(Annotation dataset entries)
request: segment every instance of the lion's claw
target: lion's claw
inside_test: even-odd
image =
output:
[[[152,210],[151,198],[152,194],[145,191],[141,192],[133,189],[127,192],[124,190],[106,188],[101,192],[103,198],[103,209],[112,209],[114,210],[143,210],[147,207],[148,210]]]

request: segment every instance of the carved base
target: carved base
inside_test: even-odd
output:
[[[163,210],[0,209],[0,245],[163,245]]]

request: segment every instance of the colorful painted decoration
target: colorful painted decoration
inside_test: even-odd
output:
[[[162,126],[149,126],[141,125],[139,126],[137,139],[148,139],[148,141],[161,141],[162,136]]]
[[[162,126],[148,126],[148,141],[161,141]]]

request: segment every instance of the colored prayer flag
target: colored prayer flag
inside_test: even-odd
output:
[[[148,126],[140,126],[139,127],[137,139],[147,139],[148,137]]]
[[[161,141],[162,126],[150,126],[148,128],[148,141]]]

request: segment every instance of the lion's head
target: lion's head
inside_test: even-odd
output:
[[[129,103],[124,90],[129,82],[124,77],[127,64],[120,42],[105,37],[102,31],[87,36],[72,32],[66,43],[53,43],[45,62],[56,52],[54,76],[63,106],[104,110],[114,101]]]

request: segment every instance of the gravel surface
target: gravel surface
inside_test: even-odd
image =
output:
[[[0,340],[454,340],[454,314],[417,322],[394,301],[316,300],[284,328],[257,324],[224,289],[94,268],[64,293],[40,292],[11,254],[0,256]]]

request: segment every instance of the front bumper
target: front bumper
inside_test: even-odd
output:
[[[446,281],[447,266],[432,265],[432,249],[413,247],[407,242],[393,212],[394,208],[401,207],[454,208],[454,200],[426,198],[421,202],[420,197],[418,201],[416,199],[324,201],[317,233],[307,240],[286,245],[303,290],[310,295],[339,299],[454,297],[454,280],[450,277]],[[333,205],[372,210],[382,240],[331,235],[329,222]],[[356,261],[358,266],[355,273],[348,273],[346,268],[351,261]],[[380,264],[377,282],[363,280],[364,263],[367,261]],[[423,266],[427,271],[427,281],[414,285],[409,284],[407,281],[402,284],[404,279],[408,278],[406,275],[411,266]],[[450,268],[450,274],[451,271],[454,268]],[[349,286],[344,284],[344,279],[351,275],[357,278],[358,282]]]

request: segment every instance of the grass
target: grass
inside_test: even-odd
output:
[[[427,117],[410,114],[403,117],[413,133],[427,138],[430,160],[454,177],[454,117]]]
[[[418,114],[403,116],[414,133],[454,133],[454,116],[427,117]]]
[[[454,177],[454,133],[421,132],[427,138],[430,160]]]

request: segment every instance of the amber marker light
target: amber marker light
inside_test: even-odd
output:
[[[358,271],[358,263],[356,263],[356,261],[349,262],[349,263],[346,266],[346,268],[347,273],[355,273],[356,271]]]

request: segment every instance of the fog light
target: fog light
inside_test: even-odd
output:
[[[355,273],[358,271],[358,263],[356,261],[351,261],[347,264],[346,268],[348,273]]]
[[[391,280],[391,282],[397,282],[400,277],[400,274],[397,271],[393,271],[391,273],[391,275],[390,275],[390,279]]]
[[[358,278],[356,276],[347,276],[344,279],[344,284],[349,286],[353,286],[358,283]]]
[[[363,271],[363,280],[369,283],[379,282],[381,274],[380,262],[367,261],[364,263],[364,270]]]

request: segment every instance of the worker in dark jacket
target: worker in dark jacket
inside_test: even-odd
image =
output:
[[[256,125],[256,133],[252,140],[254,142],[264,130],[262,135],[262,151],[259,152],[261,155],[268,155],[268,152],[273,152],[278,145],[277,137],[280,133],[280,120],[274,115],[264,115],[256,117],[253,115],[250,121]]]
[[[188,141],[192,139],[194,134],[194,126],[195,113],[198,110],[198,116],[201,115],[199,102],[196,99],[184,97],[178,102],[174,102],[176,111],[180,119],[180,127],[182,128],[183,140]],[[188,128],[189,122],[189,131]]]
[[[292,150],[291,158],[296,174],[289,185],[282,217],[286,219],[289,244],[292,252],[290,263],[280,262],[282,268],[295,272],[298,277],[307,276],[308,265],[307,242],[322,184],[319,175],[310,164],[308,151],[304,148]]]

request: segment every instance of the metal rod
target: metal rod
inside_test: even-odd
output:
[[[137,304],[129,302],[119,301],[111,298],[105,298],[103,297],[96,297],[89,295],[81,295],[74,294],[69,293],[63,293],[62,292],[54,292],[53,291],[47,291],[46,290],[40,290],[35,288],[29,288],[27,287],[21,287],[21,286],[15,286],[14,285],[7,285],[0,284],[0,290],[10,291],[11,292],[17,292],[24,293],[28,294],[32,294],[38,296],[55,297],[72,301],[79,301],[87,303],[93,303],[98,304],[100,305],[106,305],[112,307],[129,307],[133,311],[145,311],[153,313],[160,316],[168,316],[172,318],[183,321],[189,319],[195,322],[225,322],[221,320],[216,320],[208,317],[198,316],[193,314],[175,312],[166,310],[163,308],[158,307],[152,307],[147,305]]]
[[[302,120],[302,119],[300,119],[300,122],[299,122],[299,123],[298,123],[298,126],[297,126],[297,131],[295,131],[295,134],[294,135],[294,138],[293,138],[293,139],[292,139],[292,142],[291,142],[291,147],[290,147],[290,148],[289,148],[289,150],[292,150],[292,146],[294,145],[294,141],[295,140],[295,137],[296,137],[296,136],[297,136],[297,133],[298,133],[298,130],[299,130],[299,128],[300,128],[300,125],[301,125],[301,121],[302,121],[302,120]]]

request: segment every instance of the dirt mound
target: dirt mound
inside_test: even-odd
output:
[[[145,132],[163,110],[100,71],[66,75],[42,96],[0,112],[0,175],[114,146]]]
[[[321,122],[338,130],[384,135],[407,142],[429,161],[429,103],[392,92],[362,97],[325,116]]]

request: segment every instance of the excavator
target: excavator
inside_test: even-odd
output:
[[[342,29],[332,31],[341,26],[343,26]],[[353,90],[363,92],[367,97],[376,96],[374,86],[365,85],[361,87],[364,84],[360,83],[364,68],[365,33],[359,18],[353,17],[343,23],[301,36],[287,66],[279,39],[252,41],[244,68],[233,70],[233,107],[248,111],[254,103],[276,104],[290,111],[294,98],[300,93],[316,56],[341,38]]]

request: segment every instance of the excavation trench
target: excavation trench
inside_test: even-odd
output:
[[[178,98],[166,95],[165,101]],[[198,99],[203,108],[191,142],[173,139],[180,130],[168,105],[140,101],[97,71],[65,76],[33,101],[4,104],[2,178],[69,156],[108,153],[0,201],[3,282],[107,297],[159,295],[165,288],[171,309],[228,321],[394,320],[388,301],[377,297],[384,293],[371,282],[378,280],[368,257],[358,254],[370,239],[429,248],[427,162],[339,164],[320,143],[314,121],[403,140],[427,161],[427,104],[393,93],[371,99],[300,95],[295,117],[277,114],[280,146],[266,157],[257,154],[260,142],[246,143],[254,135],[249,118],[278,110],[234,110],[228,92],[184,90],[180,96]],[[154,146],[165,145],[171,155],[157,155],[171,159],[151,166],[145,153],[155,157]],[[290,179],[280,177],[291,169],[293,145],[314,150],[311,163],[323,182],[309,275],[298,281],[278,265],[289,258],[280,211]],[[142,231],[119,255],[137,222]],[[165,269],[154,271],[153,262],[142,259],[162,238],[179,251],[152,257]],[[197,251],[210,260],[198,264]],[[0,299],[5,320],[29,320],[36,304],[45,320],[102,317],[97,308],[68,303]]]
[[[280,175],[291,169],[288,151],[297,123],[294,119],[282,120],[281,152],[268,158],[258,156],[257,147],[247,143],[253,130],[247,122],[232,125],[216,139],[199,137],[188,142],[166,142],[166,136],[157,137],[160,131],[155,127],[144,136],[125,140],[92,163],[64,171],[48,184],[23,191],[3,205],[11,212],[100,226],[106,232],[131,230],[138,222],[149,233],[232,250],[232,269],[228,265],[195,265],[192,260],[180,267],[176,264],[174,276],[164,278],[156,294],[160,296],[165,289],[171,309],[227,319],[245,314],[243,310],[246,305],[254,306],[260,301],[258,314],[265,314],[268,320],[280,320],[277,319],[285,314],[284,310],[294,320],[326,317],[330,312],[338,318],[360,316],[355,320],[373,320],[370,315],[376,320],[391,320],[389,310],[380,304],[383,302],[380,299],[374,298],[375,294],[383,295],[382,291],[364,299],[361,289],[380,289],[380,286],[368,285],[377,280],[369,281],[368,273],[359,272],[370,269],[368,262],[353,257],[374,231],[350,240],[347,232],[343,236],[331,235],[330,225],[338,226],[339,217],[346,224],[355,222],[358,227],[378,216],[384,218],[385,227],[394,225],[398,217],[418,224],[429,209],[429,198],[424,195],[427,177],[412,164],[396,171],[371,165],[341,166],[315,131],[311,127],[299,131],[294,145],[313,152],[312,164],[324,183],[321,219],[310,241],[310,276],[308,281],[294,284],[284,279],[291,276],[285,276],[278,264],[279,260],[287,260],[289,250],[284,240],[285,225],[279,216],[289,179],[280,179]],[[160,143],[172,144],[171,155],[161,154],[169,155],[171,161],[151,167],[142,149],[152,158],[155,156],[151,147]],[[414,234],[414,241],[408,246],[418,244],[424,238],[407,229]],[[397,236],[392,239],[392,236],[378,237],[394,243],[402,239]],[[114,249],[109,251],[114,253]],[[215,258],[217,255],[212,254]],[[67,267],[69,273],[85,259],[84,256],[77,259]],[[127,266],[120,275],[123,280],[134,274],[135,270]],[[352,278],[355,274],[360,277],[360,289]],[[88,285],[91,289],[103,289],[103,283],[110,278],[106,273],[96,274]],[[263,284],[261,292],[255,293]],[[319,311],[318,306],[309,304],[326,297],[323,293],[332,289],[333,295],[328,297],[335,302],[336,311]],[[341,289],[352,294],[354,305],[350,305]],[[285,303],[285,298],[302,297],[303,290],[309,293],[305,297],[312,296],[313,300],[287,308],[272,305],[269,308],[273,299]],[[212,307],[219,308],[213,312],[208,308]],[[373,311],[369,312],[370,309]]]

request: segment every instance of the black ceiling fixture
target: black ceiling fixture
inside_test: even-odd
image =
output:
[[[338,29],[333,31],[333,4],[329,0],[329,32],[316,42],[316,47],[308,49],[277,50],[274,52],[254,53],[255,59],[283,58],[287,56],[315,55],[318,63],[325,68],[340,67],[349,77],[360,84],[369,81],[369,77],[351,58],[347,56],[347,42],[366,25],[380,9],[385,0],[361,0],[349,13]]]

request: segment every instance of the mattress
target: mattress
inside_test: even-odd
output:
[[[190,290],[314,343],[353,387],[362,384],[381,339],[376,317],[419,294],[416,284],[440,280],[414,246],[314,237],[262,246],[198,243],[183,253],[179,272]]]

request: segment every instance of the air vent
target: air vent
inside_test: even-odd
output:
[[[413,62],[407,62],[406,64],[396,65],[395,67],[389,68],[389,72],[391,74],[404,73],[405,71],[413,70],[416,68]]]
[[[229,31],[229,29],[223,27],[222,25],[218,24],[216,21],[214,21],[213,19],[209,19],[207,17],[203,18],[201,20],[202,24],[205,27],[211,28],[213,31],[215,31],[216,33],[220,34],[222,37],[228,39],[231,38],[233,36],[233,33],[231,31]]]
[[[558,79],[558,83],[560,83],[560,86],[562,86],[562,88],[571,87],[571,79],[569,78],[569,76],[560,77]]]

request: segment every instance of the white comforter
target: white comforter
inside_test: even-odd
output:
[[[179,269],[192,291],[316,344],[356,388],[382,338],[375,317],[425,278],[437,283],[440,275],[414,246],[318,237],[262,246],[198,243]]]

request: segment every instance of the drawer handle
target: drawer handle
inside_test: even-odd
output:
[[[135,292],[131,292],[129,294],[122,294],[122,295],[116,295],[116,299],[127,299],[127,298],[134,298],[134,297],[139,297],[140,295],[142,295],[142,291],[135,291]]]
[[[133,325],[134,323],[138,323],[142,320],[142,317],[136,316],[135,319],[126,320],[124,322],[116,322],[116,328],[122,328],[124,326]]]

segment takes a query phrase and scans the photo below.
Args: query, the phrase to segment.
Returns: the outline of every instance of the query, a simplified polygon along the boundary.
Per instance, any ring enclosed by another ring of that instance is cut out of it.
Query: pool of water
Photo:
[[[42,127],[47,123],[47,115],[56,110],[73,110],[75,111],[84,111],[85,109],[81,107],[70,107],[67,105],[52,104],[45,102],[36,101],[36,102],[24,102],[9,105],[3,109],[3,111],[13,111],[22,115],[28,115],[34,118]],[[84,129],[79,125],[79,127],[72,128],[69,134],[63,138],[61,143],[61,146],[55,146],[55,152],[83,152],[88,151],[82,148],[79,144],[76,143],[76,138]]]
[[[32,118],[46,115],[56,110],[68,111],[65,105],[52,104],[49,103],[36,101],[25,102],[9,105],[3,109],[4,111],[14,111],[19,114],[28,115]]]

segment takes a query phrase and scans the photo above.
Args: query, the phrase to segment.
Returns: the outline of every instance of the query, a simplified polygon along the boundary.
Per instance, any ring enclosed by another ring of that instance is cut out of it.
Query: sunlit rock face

WHAT THE EXERCISE ASKS: Rewrite the stretch from "segment takes a query phrase and scans the photo below." through the end of the records, substituting "reduced polygon" for every "simplified polygon" and leaving everything else unchanged.

COMPLETED TASK:
segment takes a query phrase and scans the photo below.
Args: query, the phrase to segment.
Returns: the outline of every instance of the query, a reduced polygon along the boundary.
Per instance, any ring enclosed by another ring of that instance is cut out of it.
Query: pool of water
Photo:
[[[42,127],[47,123],[47,115],[56,110],[73,110],[75,111],[84,111],[85,109],[81,107],[70,107],[67,105],[52,104],[45,102],[36,101],[36,102],[24,102],[9,105],[3,109],[3,111],[13,111],[22,115],[28,115],[34,118]],[[84,129],[79,125],[79,127],[72,128],[69,134],[63,138],[61,143],[61,146],[55,146],[55,152],[83,152],[88,151],[82,148],[79,144],[76,143],[76,138]]]
[[[32,118],[46,115],[56,110],[68,111],[65,105],[52,104],[49,103],[36,101],[25,102],[9,105],[3,109],[4,111],[14,111],[19,114],[28,115]]]

segment takes a query phrase and scans the photo above.
Args: query, the phrase to segment.
Returns: the outline of every instance of the query, a reduced polygon along the boundary.
Per instance, any ring enclosed by another ring of that instance is cut out of it.
Query: sunlit rock face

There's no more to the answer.